** START OF Text shown **
The parallel postulate from Euclid's Elements is equivalent to the statement that given a straight line and a point not on that line, only one parallel to the line may be drawn through that point. Unlike the other postulates, it was seen as less self-evident. Nagel and Newman argue that this may be because the postulate concerns "infinitely remote" regions of space; in particular, parallel lines are defined as not meeting even "at infinity", in contrast to asymptotes.[12] This perceived lack of self-evidence led to the question of whether it might be proven from the other Euclidean axioms and postulates. It was only in the nineteenth century that the impossibility of deducing the parallel postulate from the others was demonstrated in the works of Gauss, Bolyai, Lobachevsky, and Riemann. These works showed that the parallel postulate can moreover be replaced by alternatives, leading to non-Euclidean geometries.

Nagel and Newman consider the question raised by the parallel postulate to be "...perhaps the most significant development in its long-range effects upon subsequent mathematical history".[12] In particular, they consider its outcome to be "of the greatest intellectual importance", as it showed that "a proof can be given of the impossibility of proving certain propositions [in this case, the parallel postulate] within a given system [in this case, Euclid's first four postulates]".[13]

Fermat's Last Theorem

Fermat's Last Theorem was conjectured by Pierre de Fermat in the 1600s, states the impossibility of finding solutions in positive integers for the equation ${\displaystyle x^{n}+y^{n}=z^{n}}$  with ${\displaystyle n>2}$ . Fermat himself gave a proof for the n = 4 case using his technique of infinite descent, and other special cases were subsequently proved, but the general case was not proved until 1994 by Andrew Wiles.
** END OF Text shown **
** START OF Given information **
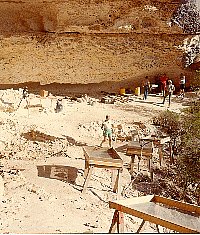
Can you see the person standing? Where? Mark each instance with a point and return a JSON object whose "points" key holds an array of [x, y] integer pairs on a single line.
{"points": [[107, 131], [146, 85], [163, 81], [169, 91], [182, 85]]}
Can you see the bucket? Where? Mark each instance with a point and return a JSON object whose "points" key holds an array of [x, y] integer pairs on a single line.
{"points": [[122, 91], [43, 93], [137, 91]]}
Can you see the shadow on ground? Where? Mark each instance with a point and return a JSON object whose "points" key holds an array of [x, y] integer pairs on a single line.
{"points": [[64, 173], [72, 141]]}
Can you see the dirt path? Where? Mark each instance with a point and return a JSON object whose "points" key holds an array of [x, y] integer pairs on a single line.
{"points": [[43, 181]]}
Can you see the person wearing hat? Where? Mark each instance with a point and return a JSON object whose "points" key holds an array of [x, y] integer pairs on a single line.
{"points": [[107, 131], [59, 106], [169, 91]]}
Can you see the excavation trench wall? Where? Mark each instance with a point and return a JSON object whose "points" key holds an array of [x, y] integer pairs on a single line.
{"points": [[103, 42], [120, 59]]}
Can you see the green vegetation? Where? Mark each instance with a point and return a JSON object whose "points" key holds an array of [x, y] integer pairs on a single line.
{"points": [[185, 133]]}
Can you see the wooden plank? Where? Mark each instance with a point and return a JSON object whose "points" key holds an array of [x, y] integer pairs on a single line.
{"points": [[147, 209], [141, 225], [99, 155], [87, 179], [130, 201], [105, 164], [154, 219], [184, 206]]}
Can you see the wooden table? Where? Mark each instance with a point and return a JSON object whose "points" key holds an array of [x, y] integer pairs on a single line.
{"points": [[102, 158], [142, 150], [159, 142], [178, 216]]}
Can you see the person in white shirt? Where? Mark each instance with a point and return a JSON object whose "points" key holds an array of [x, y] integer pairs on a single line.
{"points": [[170, 90], [182, 85], [107, 131]]}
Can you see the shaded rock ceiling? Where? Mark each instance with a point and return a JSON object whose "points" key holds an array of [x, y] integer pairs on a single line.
{"points": [[87, 16]]}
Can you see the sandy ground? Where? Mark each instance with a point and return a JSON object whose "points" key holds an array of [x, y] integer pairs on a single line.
{"points": [[43, 180]]}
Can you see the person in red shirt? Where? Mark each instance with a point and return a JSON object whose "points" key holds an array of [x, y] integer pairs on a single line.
{"points": [[163, 80]]}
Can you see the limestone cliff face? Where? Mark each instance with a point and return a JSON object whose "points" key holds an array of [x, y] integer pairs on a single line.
{"points": [[88, 41]]}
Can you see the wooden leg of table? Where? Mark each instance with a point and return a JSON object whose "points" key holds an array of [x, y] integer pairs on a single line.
{"points": [[160, 155], [120, 222], [86, 168], [119, 184], [87, 179], [113, 178], [171, 153], [150, 168], [141, 225], [116, 182], [139, 158], [114, 222], [117, 222], [157, 228], [132, 163]]}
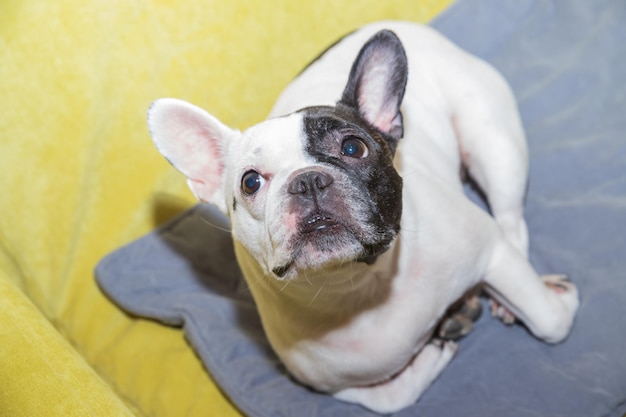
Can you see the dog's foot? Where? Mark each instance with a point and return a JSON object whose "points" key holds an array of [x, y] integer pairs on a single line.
{"points": [[558, 283], [501, 312], [459, 319]]}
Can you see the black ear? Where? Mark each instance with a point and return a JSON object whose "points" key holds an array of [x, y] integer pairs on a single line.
{"points": [[377, 82]]}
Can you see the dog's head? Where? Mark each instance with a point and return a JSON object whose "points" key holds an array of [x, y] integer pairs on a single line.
{"points": [[310, 189]]}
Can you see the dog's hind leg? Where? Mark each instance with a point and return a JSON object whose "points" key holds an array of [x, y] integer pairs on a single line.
{"points": [[405, 388], [545, 304]]}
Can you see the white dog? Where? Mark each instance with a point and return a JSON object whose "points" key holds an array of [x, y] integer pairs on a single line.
{"points": [[348, 212]]}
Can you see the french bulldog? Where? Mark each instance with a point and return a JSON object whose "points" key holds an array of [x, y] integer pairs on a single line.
{"points": [[348, 213]]}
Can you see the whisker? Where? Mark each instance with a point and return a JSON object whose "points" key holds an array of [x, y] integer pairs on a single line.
{"points": [[223, 229]]}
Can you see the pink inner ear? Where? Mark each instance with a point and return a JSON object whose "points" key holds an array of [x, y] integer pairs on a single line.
{"points": [[192, 141]]}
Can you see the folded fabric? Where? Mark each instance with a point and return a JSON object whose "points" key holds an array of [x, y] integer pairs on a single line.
{"points": [[566, 62]]}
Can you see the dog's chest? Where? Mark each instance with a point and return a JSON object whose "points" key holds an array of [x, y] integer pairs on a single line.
{"points": [[340, 351]]}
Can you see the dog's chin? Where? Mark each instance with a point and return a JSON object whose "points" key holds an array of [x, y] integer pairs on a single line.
{"points": [[328, 247]]}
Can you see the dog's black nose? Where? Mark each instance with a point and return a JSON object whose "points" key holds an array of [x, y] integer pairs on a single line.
{"points": [[310, 183]]}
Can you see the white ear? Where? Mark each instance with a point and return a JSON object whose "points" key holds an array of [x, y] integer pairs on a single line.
{"points": [[195, 143]]}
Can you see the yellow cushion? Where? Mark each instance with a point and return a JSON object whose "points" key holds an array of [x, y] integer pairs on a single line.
{"points": [[80, 177]]}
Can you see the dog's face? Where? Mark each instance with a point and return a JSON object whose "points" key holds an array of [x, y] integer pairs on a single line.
{"points": [[309, 189]]}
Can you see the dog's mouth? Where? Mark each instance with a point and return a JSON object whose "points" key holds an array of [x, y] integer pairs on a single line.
{"points": [[323, 240], [318, 222]]}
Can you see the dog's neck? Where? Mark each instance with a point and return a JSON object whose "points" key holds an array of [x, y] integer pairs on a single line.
{"points": [[335, 292]]}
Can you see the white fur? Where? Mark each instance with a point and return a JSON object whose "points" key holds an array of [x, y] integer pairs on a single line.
{"points": [[362, 332]]}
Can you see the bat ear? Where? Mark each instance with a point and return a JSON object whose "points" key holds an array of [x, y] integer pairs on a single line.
{"points": [[195, 143], [377, 82]]}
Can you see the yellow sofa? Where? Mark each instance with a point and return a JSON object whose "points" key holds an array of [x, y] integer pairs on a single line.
{"points": [[80, 178]]}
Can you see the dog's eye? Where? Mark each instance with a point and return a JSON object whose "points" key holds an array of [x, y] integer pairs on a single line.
{"points": [[251, 182], [354, 148]]}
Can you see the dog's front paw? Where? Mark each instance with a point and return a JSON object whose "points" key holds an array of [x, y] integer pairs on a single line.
{"points": [[501, 312], [559, 283], [459, 319]]}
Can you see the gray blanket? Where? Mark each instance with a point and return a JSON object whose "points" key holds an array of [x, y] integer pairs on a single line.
{"points": [[566, 61]]}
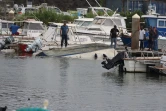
** END OF Given information **
• [What this task involves]: Continue the passage on the parallel postulate and Fermat's Last Theorem, picking up right after its final sentence. The records are separate material and have no connection to the passage on the parallel postulate and Fermat's Last Theorem.

• [Solved exercise]:
Richard's paradox

This profound paradox presented by Jules Richard in 1905 informed the work of Kurt Gödel (cf Nagel and Newman p. 60ff) and Alan Turing. A succinct definition is found in Principia Mathematica:[14]

Richard's paradox ... is as follows. Consider all decimals that can be defined by means of a finite number of words [“words” are symbols; boldface added for emphasis]; let E be the class of such decimals. Then E has ${\displaystyle \aleph _{0}}$  [an infinite number of] terms; hence its members can be ordered as the 1st, 2nd, 3rd, ... Let X be a number defined as follows [Whitehead & Russell now employ the Cantor diagonal method].
If the n-th figure in the n-th decimal is p, let the n-th figure in X be p + 1 (or 0, if p = 9). Then X is different from all the members of E, since, whatever finite value n may have, the n-th figure in X is different from the n-th figure in the n-th of the decimals composing E, and therefore X is different from the n-th decimal. Nevertheless we have defined X in a finite number of words [i.e. this very definition of “word” above.] and therefore X ought to be a member of E. Thus X both is and is not a member of E.

— Principia Mathematica, 2nd edition 1927, p. 61

Kurt Gödel considered his proof to be “an analogy” of Richard's paradox, which he called “Richard's antinomy”.[15] See more below about Gödel's proof.

Alan Turing constructed this paradox with a machine and proved that this machine could not answer a simple question: will this machine be able to determine if any machine (including itself) will become trapped in an unproductive ‘infinite loop’ (i.e. it fails to continue its computation of the diagonal number).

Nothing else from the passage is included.